**Task description:**
Present every line of the material below as a numbered list, skipping any blank lines.

**Listed records:**

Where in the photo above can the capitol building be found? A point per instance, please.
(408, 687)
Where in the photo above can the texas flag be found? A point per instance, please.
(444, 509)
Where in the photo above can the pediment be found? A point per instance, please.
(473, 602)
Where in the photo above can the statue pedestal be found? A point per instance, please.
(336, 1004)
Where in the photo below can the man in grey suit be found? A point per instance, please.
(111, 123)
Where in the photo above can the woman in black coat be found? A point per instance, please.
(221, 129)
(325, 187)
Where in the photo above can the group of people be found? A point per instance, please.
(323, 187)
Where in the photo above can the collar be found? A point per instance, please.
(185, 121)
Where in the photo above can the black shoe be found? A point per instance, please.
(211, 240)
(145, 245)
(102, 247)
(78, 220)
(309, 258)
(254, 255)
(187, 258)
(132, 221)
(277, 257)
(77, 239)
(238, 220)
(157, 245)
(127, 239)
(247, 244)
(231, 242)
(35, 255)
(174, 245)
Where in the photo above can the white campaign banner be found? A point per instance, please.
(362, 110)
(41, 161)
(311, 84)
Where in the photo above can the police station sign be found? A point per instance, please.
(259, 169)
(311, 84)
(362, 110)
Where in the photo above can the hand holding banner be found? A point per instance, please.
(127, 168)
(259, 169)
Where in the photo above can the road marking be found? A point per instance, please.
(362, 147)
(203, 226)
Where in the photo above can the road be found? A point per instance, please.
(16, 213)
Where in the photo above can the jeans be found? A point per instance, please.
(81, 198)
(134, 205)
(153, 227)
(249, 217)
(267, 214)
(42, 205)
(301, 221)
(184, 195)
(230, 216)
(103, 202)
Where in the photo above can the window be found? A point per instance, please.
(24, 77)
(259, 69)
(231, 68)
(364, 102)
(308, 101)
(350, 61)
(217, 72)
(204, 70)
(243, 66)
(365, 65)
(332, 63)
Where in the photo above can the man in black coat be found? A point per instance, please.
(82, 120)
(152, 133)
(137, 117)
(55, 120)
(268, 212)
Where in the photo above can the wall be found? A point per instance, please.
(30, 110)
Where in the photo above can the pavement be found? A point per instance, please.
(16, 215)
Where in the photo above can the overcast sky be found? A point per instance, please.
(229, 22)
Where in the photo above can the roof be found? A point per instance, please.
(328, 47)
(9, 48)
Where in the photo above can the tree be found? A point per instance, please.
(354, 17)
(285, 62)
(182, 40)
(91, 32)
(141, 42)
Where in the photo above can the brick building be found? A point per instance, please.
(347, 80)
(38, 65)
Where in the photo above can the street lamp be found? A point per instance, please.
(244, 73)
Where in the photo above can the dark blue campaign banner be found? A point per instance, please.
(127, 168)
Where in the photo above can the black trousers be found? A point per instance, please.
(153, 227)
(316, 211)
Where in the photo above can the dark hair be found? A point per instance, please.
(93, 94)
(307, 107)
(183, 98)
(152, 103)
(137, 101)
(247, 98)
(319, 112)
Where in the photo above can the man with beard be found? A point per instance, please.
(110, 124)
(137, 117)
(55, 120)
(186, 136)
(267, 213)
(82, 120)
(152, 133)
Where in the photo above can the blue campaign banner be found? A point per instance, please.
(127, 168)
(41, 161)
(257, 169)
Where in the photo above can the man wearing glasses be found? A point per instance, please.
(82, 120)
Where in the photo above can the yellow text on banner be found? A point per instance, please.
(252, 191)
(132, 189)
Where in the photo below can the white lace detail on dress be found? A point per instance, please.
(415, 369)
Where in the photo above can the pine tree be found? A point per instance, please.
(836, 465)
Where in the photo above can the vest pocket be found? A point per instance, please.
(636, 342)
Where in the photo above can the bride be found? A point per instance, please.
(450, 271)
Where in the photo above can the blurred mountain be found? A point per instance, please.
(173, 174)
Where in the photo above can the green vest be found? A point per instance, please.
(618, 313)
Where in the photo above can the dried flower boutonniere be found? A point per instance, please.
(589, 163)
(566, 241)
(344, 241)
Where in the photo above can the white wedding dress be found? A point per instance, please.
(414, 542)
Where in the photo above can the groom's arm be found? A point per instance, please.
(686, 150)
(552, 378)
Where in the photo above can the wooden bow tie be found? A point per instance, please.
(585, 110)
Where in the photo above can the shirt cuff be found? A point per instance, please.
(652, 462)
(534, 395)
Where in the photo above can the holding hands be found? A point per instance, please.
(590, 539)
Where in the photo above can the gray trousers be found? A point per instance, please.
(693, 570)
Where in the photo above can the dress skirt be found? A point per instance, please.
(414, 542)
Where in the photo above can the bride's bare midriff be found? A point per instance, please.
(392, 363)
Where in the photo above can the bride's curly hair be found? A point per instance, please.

**The result:**
1. Where in the photo above can the capitol building be found? A point per instance, please.
2. (408, 687)
3. Where in the photo above can the texas flag be found? A point per instance, please.
4. (444, 509)
5. Where in the photo above can the pediment be found? A point per instance, please.
6. (473, 602)
7. Where in the photo above can the statue pedestal be found? A point per instance, please.
8. (336, 1004)
9. Where in the photo below can the man in grey suit be found? A point per instance, please.
10. (111, 123)
11. Where in the photo above can the woman in black coat be found? A point per instance, please.
12. (221, 129)
13. (325, 187)
14. Where in the photo above can the group of people be found? A point per instance, please.
15. (323, 187)
16. Where in the photo above can the collar be found? A point per instance, please.
17. (185, 121)
18. Where in the photo above can the black shoe be found? A point per instance, please.
19. (211, 240)
20. (145, 245)
21. (102, 247)
22. (78, 220)
23. (309, 258)
24. (254, 255)
25. (187, 258)
26. (132, 221)
27. (277, 257)
28. (77, 239)
29. (238, 220)
30. (157, 245)
31. (127, 239)
32. (247, 244)
33. (231, 242)
34. (35, 255)
35. (174, 245)
36. Where in the photo above can the white campaign banner be found? A point per instance, please.
37. (362, 110)
38. (41, 161)
39. (311, 84)
40. Where in the photo above can the police station sign be found? A point per instance, please.
41. (259, 169)
42. (311, 84)
43. (362, 110)
44. Where in the photo above can the hand holding banner be found? A point per instance, please.
45. (127, 168)
46. (259, 169)
47. Where in the photo above can the road marking be found? A point per instance, please.
48. (362, 147)
49. (203, 226)
50. Where in the photo above can the road be found? A point per instance, please.
51. (16, 213)
52. Where in the photo above can the jeans be found? A point per instance, please.
53. (81, 198)
54. (134, 205)
55. (153, 227)
56. (249, 217)
57. (267, 214)
58. (42, 205)
59. (301, 221)
60. (184, 195)
61. (230, 216)
62. (103, 202)
63. Where in the photo above can the window be found? A point per instance, please.
64. (24, 77)
65. (259, 69)
66. (231, 68)
67. (364, 102)
68. (308, 101)
69. (350, 61)
70. (217, 72)
71. (204, 70)
72. (243, 66)
73. (365, 65)
74. (332, 63)
75. Where in the photo above can the man in black coat be found? A point per instance, please.
76. (82, 120)
77. (152, 133)
78. (137, 117)
79. (55, 120)
80. (268, 212)
81. Where in the photo above can the wall be found? A point per instance, please.
82. (30, 110)
83. Where in the photo above can the pavement be found? A point per instance, please.
84. (16, 215)
85. Where in the photo above can the overcast sky be found? A point per instance, please.
86. (229, 22)
87. Where in the photo above can the roof be found? A point per instance, please.
88. (328, 47)
89. (9, 48)
90. Where in the photo above can the tree be found? A point per instance, please.
91. (354, 17)
92. (285, 62)
93. (182, 40)
94. (91, 32)
95. (141, 42)
96. Where in the photo above can the brick building be found? A point per instance, please.
97. (347, 80)
98. (38, 65)
99. Where in the photo above can the street lamp be found? A point per instance, please.
100. (244, 73)
101. Where in the photo above can the dark blue campaign banner be found? A point per instance, please.
102. (127, 168)
103. Where in the photo above can the black trousers be found? A point per instance, please.
104. (153, 227)
105. (316, 211)
106. Where in the photo above can the dark hair be found? A point per instance, please.
107. (93, 94)
108. (307, 107)
109. (183, 98)
110. (152, 103)
111. (137, 101)
112. (247, 98)
113. (319, 112)
114. Where in the photo above can the man with beard be found? A point per instance, please.
115. (110, 124)
116. (137, 117)
117. (55, 120)
118. (186, 136)
119. (267, 213)
120. (82, 120)
121. (152, 133)
122. Where in the photo above can the blue campaign banner be found? A point per instance, please.
123. (127, 168)
124. (41, 161)
125. (257, 169)
126. Where in the photo above can the man wearing glasses be found? A point per instance, please.
127. (82, 120)
128. Where in the photo above can the yellow text on banner be found? A point per instance, please.
129. (252, 191)
130. (132, 189)
131. Where in the photo below can the white lace detail on dress be found? A point per instance, please.
132. (415, 369)
133. Where in the photo above can the pine tree be found? A point per instance, please.
134. (836, 465)
135. Where in the photo above can the vest pocket be found? A point per instance, please.
136. (636, 342)
137. Where in the photo above can the bride be found? A point per instance, please.
138. (450, 271)
139. Where in the photo above can the blurred mountain be found? A point per instance, please.
140. (173, 174)
141. Where in the photo above can the green vest be found? A point per instance, please.
142. (618, 313)
143. Where in the photo above can the dried flower boutonniere be found? A point per instance, please.
144. (589, 163)
145. (566, 241)
146. (344, 241)
147. Where in the photo above can the white wedding dress be found? A point per instance, please.
148. (414, 542)
149. Where in the photo above can the groom's arm be found? A point per instance, please.
150. (686, 150)
151. (552, 378)
152. Where in the photo above can the wooden bow tie be found? A point per instance, please.
153. (585, 110)
154. Where in the photo above can the shirt cuff be found? A point per instance, please.
155. (652, 462)
156. (534, 395)
157. Where in the photo above can the holding hands be found? A point per instance, please.
158. (590, 539)
159. Where in the photo above can the gray trousers be found? A point per instance, please.
160. (693, 570)
161. Where in the photo above can the dress skirt be found? A point per instance, please.
162. (414, 542)
163. Where in the photo above can the bride's bare midriff be found? A point per instance, please.
164. (392, 363)
165. Where in the photo above can the bride's curly hair be found? A point per instance, please.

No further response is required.